Task goal
Answer these questions about the unschooling text below:
1. At what meal did the writer tell their parents about the plan to homeschool?
2. Besides the writer, who now finds it easy to explain unschooling to others?
3. Which complex subject does the third common question name as an example?

Provided passage
======

Journey into Unschooling - Part 3

So now the fun part, when you decide you are going to pursue unschooling, but you are feeling anxiety about explaining this to your family. These days, it is easy for both Sarah and I to explain to others what it is and why it makes total sense for us, but when we first decided to try it, not the case. I remember having dinner with my parents and explaining that we would be homeschooling (which was hard enough to get behind when you could feel the tension about the idea). We didn't even really want to get into the dynamic that we had heard about called "unschooling" at this point in time.

These types of conversations went on for quite some time with different family members and friends and slowly the unschooling piece crept out. There was always many of the same questions:

-How will your kids get socialization?
-How will they go to college?
-How are you going to teach them about complex subjects such as Trigonometry, etc.?

======

Excerpts of pointing data
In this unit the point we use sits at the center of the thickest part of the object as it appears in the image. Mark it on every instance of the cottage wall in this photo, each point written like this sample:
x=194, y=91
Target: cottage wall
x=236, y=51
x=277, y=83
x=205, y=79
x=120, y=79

======

Reply to the exercise
1. Dinner
2. Sarah
3. Trigonometry